Request 1>
Find every line in the listing that contains the word "shoulder" and copy each one. Case counts.

═══ Document excerpt ═══

Creamy Garlic Butter Chicken & Linguine in Alfredo Sauce
Prep Time: 10 minutes
Cook Time: 30 minutes
Total Time: 40 minutes
Servings: 6
Calories: ~780 kcal per serving
Cuisine: Italian-American
Main Flavors: Rich, creamy, garlicky, and cheesy
Recipe Description
This Creamy Garlic Butter Chicken & Linguine Alfredo is the ultimate comfort food for pasta lovers. Tender, golden chicken bites are seasoned with Italian herbs and nestled in a silky Alfredo sauce made from real Parmesan, mozzarella, garlic, and cream. The buttery garlic base gives the sauce a deep, savory flavor that clings perfectly to every strand of linguine. Whether it’s for a cozy weeknight dinner or a meal to impress guests, this one-pot favorite delivers indulgent flavor in every bite.
Ingredients
For the Chicken:
- 1 lb boneless, skinless chicken breasts, cut into bite-sized pieces
- 2 tablespoons olive oil
- Salt and black pepper, to taste
- 1 teaspoon Italian seasoning
For the Alfredo Sauce:
- 4 tablespoons unsalted butter
- 4 cloves garlic, minced
- 2 tablespoons all-purpose flour
- 2 cups heavy cream (or substitute with whole milk for a lighter version)
- 1 cup grated Parmesan cheese
- 1 cup shredded mozzarella cheese
- 1/4 teaspoon garlic powder (optional, for extra garlic depth)

═══ Record list ═══

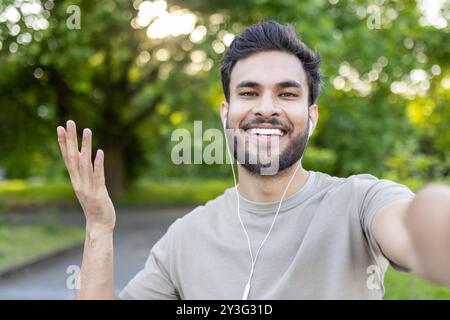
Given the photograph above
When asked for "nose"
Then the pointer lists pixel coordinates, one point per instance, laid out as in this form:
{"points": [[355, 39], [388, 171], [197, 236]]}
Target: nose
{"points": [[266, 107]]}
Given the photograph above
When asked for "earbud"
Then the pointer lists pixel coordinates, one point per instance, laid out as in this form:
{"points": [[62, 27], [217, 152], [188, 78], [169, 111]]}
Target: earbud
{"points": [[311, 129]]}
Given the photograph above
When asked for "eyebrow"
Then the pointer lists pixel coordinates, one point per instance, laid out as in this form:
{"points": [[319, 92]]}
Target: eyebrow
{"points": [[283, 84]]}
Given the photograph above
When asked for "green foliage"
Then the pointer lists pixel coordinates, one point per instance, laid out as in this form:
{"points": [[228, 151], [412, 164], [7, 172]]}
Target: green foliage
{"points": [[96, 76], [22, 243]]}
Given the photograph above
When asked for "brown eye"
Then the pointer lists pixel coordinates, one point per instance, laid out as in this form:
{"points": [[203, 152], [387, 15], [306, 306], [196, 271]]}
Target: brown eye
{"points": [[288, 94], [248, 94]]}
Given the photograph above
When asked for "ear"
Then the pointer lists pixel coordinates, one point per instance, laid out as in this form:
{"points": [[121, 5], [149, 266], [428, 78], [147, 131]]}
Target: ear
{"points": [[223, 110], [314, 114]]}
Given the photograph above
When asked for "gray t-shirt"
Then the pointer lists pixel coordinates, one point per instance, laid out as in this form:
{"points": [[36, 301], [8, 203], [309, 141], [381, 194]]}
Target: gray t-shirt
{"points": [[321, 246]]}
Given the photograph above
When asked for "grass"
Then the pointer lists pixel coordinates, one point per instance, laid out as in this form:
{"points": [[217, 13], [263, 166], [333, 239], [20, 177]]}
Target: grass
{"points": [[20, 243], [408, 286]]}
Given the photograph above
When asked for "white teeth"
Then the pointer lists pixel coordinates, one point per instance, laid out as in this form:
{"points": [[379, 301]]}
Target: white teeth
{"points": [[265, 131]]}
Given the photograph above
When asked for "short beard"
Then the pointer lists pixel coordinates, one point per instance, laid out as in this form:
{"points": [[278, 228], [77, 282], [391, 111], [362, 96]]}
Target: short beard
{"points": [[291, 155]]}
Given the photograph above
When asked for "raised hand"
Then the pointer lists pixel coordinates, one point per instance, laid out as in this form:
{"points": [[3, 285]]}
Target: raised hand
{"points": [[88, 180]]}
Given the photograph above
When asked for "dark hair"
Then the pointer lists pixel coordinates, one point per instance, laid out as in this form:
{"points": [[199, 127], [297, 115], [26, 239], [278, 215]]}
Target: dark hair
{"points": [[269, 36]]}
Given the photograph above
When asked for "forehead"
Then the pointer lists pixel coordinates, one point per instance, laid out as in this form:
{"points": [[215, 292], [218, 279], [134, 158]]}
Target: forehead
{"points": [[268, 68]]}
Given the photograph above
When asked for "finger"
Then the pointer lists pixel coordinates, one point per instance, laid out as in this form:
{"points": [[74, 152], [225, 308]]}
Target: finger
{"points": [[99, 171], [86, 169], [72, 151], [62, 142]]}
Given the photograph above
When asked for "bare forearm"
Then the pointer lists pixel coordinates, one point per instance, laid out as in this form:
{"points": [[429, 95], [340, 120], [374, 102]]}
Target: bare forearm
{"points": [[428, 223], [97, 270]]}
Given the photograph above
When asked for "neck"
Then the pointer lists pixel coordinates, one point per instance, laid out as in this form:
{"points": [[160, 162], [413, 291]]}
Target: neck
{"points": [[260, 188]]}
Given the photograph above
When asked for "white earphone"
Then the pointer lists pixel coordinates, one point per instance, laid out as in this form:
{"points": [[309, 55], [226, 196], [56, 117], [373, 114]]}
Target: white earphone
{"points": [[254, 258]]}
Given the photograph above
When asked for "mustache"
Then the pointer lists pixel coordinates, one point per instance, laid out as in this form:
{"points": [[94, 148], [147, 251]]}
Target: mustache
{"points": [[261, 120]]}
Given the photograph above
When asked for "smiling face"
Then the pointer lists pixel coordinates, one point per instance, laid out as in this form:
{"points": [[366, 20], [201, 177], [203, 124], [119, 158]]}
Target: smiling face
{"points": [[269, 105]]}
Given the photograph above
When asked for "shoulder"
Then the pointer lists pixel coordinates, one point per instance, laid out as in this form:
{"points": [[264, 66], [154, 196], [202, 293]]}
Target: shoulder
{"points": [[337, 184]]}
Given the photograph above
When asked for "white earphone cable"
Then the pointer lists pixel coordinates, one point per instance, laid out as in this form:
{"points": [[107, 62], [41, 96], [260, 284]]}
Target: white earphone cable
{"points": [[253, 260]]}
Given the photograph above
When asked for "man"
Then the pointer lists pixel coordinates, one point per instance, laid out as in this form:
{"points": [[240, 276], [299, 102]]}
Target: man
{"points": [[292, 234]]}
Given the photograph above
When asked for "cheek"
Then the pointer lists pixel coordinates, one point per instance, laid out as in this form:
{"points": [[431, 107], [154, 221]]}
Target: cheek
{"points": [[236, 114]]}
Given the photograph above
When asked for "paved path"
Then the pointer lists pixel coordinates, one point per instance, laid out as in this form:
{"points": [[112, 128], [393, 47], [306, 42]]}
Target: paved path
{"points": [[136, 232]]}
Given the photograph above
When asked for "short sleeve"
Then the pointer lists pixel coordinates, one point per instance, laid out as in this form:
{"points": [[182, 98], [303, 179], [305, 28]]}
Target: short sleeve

═══

Request 2>
Pick up the garlic butter chicken Alfredo recipe after its last line and continue it.

Expected output 1>
When asked for "shoulder"
Target: shoulder

Expected output 2>
For the Pasta:
- 12 oz linguine pasta
- Salt, for pasta water
Garnish:
- Fresh parsley, chopped
Instructions
1. Cook the Chicken:
- Season the chicken pieces with salt, pepper, and Italian seasoning.
- In a large skillet, heat olive oil over medium-high heat.
- Add the chicken and cook for 6–8 minutes, turning occasionally, until golden and cooked through.
- Transfer to a plate and set aside.
2. Start the Alfredo Sauce:
- In the same skillet, reduce heat to medium and add butter.
- Once melted, add the minced garlic and sauté for 1 minute until fragrant—be careful not to burn it.
3. Create the Roux:
- Sprinkle the flour over the garlic-butter mixture and whisk continuously for about 1 minute to form a roux. This step thickens the sauce and gives it body.
4. Add Cream and Cheese:
- Slowly pour in the heavy cream (or milk), whisking as you go to avoid lumps.
- Let the mixture come to a gentle simmer and cook for 3–4 minutes, or until it thickens slightly.
- Add the Parmesan, mozzarella, and optional garlic powder, stirring until the cheeses melt into a smooth, creamy sauce.
5. Boil the Pasta:
- While the sauce simmers, bring a large pot of salted water to a boil.
- Add the linguine and cook according to package directions until al dente (firm to the bite).
- Drain and set aside. You can drizzle with a touch of olive oil to prevent sticking if needed.
6. Combine and Finish:
- Add the cooked chicken and linguine pasta to the Alfredo sauce.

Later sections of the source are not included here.